PROBLEM DETAILS
In the data that follows, count the lines in which the word "black" occurs, and report that figure alone.

----

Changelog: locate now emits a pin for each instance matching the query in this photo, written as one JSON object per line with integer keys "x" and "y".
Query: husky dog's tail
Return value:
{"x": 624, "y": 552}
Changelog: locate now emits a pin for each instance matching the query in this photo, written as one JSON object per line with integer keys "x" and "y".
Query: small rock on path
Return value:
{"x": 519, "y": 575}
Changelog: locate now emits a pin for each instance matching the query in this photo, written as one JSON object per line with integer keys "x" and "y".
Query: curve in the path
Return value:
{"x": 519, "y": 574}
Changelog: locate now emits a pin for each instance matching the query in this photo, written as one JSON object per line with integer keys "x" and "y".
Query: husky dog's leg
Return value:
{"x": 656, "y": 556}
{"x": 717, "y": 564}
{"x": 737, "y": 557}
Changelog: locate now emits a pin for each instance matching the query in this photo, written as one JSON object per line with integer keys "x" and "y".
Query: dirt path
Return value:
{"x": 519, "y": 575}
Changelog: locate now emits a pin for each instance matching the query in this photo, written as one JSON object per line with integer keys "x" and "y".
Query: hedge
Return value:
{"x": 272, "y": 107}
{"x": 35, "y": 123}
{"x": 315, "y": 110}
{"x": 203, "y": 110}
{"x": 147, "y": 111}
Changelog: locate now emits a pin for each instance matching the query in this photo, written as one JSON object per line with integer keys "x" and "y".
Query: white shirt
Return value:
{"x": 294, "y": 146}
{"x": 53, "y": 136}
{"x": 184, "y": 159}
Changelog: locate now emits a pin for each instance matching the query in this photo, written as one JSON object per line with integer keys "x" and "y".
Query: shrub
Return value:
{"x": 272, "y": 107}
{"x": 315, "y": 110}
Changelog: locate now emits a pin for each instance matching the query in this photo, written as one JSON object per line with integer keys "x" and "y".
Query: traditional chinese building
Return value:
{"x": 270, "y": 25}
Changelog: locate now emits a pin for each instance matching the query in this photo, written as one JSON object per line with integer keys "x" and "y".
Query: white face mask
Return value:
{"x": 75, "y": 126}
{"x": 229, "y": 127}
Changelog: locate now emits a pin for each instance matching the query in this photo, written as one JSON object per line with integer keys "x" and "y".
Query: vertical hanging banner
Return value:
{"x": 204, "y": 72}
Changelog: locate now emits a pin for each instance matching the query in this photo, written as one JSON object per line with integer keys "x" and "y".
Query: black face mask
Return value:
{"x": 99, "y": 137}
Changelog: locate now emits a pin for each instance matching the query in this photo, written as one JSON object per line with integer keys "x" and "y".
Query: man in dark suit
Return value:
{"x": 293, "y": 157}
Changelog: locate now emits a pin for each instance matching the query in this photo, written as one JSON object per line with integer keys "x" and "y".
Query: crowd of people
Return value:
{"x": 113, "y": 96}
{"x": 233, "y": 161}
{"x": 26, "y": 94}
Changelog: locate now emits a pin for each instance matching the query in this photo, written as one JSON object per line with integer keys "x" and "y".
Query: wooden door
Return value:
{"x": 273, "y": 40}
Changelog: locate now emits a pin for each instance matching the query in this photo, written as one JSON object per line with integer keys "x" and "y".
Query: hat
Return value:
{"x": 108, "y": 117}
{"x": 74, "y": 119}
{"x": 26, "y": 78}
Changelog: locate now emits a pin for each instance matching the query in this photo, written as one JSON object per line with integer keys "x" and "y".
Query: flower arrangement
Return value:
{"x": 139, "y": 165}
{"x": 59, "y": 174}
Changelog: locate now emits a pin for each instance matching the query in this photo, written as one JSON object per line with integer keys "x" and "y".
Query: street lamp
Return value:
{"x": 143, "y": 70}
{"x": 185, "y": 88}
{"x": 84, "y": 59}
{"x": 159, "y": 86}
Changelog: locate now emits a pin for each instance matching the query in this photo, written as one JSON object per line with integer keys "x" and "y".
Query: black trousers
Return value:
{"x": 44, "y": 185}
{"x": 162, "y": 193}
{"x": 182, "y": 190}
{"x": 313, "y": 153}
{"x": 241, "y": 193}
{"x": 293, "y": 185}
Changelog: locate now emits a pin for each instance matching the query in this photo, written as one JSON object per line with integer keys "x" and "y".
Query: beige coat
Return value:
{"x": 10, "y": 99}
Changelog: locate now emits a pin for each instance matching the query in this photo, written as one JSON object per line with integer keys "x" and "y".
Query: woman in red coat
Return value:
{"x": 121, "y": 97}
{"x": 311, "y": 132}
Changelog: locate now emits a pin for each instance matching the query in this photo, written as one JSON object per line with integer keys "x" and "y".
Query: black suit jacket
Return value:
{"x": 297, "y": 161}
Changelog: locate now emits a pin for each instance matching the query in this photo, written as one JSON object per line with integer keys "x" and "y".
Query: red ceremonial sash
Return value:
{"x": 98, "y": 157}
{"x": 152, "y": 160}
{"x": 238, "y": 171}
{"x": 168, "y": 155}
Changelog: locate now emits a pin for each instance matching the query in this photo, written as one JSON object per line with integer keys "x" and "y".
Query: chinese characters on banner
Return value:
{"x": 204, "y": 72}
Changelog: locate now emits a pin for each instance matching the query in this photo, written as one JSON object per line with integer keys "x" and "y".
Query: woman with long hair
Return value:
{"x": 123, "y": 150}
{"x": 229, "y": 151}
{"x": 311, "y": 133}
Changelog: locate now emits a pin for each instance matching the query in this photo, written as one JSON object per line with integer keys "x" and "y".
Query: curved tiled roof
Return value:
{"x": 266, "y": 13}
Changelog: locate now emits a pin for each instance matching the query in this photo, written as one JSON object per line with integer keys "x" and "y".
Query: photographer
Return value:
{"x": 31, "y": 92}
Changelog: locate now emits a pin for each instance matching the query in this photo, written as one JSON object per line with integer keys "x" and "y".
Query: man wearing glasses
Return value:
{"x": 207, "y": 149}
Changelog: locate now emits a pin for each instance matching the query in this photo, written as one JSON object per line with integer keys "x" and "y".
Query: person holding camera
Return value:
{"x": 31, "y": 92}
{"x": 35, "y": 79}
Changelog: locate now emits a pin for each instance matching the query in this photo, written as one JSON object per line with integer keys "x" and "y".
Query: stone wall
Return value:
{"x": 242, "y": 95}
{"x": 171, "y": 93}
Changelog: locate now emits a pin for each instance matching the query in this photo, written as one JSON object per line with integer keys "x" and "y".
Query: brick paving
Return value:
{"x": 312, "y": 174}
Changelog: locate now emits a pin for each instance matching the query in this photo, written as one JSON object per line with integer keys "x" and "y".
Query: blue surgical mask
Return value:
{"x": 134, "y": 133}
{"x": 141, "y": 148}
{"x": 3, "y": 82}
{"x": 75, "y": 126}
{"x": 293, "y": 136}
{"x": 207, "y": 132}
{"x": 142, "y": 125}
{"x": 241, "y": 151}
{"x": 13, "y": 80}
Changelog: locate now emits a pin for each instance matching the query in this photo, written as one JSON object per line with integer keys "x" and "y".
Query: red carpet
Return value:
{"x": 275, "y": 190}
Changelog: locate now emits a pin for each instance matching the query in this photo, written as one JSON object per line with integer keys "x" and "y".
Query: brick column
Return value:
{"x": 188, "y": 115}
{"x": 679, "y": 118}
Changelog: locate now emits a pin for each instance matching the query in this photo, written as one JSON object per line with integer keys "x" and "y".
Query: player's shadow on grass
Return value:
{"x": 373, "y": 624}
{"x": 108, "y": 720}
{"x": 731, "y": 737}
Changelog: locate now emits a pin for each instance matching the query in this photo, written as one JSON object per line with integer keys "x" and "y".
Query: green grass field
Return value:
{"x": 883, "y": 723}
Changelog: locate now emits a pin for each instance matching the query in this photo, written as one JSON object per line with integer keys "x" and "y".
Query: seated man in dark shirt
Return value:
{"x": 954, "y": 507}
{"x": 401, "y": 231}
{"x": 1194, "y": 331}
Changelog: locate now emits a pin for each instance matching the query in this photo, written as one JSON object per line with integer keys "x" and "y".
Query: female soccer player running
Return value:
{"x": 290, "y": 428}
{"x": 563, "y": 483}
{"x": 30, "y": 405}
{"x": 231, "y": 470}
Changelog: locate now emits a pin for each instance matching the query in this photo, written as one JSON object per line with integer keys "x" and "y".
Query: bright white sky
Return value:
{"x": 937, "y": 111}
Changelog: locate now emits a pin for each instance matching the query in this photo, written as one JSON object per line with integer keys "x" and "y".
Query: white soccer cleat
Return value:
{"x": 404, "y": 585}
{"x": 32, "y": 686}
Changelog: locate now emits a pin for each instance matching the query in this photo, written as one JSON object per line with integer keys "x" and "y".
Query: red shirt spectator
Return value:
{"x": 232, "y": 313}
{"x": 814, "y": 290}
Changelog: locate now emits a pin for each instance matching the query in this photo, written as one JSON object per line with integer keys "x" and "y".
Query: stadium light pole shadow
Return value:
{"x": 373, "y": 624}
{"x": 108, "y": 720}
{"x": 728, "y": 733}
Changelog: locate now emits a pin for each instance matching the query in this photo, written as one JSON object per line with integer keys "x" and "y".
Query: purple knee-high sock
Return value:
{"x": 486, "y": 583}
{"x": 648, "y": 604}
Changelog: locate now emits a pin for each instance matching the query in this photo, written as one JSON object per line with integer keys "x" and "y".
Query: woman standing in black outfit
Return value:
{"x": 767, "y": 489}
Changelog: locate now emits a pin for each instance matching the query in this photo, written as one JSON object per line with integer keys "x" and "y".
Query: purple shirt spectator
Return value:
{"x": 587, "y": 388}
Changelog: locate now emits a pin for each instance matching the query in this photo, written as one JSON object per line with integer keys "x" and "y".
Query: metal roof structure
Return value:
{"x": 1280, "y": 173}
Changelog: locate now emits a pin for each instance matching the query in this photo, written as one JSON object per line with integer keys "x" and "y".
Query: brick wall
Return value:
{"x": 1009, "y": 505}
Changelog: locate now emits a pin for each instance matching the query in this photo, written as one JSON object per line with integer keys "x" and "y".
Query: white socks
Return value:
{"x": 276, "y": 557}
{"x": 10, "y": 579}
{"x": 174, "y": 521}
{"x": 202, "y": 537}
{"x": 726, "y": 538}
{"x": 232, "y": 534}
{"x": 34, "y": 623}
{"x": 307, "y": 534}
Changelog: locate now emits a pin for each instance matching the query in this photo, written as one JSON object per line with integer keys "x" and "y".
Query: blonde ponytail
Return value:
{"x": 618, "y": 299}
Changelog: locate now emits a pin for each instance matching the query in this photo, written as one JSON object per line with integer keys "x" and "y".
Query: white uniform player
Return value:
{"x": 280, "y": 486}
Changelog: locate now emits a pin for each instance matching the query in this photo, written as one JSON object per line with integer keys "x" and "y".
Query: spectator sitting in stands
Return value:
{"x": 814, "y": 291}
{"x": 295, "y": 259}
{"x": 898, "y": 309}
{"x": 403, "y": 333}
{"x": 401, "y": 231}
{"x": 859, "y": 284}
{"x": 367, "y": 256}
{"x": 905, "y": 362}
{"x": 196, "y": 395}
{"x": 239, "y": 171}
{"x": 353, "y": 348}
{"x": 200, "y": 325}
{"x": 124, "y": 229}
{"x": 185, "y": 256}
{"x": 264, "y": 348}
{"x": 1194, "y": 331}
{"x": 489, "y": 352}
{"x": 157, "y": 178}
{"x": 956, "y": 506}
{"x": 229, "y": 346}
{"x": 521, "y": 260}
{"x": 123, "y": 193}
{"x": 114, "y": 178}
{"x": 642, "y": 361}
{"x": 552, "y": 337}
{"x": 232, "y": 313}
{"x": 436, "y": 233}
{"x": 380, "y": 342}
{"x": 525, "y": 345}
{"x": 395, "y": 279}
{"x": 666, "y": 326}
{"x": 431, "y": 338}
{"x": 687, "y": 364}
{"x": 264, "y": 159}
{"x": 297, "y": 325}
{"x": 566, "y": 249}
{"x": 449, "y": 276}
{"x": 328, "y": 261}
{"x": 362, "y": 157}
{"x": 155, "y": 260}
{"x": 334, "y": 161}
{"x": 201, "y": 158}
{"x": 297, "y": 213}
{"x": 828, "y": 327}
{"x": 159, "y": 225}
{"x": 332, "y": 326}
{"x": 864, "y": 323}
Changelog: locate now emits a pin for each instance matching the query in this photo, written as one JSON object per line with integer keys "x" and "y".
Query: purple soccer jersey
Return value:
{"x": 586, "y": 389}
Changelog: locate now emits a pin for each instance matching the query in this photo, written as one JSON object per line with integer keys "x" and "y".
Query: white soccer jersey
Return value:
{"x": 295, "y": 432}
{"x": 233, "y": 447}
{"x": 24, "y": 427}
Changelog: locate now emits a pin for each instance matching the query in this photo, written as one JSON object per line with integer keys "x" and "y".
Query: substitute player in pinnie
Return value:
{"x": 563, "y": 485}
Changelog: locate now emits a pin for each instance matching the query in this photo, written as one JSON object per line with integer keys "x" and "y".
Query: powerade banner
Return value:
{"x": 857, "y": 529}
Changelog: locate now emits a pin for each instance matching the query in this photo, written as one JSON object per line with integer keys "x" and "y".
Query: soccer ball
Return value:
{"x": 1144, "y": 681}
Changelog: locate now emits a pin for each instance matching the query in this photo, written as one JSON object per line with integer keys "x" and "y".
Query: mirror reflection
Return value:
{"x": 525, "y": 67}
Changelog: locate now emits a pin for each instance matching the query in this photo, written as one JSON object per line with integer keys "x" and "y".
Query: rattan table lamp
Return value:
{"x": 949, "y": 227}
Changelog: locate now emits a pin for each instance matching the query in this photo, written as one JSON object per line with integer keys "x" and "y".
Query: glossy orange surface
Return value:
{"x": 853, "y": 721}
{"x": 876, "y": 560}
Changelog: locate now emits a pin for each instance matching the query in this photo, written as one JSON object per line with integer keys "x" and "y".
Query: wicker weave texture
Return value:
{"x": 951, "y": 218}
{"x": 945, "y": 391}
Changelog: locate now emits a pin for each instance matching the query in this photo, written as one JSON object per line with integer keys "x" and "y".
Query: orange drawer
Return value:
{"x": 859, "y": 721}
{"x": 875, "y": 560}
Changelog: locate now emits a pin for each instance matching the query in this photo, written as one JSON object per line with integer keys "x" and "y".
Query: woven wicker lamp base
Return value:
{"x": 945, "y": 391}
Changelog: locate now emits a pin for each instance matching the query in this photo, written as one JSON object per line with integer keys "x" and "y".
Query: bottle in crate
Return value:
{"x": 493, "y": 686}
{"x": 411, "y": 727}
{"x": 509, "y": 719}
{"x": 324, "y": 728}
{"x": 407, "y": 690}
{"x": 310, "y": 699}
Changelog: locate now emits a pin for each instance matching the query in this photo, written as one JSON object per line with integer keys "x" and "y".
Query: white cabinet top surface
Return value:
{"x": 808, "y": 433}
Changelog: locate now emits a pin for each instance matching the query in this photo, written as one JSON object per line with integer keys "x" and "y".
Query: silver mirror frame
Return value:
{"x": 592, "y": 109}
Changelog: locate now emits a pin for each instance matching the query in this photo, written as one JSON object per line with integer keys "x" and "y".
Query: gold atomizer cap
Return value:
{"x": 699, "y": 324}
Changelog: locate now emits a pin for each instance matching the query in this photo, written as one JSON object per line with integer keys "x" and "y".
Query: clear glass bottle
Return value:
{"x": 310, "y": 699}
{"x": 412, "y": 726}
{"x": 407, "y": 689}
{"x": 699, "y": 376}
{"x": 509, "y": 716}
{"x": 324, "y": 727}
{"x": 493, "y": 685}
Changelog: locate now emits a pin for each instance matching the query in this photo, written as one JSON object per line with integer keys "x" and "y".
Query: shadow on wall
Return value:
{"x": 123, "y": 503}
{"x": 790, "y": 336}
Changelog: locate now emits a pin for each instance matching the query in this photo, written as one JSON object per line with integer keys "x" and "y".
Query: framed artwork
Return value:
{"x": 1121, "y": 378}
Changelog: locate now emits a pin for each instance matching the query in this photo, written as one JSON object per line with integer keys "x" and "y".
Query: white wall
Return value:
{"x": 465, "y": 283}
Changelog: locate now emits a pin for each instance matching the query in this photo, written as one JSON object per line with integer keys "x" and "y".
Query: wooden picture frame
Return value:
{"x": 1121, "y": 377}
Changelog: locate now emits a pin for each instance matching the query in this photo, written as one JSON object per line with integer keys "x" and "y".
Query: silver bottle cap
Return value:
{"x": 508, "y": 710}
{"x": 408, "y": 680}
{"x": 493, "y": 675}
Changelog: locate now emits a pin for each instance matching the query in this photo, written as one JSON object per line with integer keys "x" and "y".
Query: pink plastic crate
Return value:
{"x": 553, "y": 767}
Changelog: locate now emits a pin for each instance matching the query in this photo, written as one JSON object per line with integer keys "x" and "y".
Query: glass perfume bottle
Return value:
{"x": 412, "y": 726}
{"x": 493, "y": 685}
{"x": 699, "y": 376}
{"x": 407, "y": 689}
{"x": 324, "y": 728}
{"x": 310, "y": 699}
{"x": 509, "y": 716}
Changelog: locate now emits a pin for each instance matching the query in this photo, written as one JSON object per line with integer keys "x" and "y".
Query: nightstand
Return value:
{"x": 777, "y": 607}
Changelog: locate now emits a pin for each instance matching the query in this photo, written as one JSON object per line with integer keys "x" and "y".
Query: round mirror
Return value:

----

TASK ANSWER
4